*What you have to do:*
Write out only the lines running from the one that contains "Where can the doorway" to the end of the material, both ends included.

:: Data lines ::

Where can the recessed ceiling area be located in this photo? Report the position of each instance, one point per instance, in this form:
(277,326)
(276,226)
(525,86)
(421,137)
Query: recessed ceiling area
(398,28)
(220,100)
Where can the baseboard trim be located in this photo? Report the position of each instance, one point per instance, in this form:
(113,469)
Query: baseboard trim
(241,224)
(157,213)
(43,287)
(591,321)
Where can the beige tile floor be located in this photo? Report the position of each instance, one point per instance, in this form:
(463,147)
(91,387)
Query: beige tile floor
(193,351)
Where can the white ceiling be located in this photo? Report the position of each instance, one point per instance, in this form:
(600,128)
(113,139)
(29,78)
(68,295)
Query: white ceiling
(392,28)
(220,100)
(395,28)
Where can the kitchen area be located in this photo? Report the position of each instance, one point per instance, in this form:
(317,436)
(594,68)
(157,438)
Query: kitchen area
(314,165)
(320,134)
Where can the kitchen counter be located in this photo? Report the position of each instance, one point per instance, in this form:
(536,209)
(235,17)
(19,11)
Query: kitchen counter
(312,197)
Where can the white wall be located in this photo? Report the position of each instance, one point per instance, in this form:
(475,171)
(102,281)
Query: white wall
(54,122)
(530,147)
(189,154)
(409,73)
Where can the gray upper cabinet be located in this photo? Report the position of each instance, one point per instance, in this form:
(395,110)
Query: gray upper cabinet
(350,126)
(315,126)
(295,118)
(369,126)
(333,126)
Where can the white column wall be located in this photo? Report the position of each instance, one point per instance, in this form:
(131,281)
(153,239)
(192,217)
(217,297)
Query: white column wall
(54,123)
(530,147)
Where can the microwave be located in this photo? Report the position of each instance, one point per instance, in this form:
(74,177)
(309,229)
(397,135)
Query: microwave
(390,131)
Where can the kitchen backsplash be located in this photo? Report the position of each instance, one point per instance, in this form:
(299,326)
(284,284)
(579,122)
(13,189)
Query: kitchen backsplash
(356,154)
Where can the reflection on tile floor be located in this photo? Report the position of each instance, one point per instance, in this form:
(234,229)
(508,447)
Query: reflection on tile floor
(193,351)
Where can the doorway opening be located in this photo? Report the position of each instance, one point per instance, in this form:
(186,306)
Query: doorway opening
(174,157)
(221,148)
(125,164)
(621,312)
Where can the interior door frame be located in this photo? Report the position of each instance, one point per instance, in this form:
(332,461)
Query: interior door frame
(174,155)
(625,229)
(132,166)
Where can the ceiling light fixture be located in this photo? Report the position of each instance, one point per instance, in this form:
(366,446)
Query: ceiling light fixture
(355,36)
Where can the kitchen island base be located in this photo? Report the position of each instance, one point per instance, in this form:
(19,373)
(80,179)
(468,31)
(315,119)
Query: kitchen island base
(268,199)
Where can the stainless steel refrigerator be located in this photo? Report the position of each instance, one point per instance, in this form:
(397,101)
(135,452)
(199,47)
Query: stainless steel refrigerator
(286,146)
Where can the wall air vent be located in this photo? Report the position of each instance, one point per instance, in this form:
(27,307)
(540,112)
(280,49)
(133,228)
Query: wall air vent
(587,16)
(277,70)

:::

*Solution for this task:*
Where can the doorway opening be located in this photo? Report the position of each instance, one point per instance, in this form:
(186,306)
Query: doorway opening
(174,157)
(221,148)
(125,164)
(621,312)
Where can the interior door frame be located in this photo? Report the position of each instance, one point per instance, in this form:
(332,461)
Query: interior door frame
(174,155)
(625,229)
(132,166)
Where can the ceiling light fixture be located in this photo? Report the position of each instance, one point per instance, in this form:
(366,446)
Query: ceiling light fixture
(355,36)
Where can the kitchen island base be located in this photo? Report the position of each instance, one point per instance, in this form:
(19,373)
(80,179)
(468,31)
(315,119)
Query: kitchen island base
(268,199)
Where can the stainless steel refrigerator be located in this photo? Report the position of each instance, one point per instance, in this form:
(397,101)
(135,452)
(199,47)
Query: stainless steel refrigerator
(286,146)
Where can the wall air vent be located in this photo? Report the position of each instance, one point per instance, in this form:
(27,307)
(540,112)
(280,49)
(133,228)
Query: wall air vent
(587,16)
(277,70)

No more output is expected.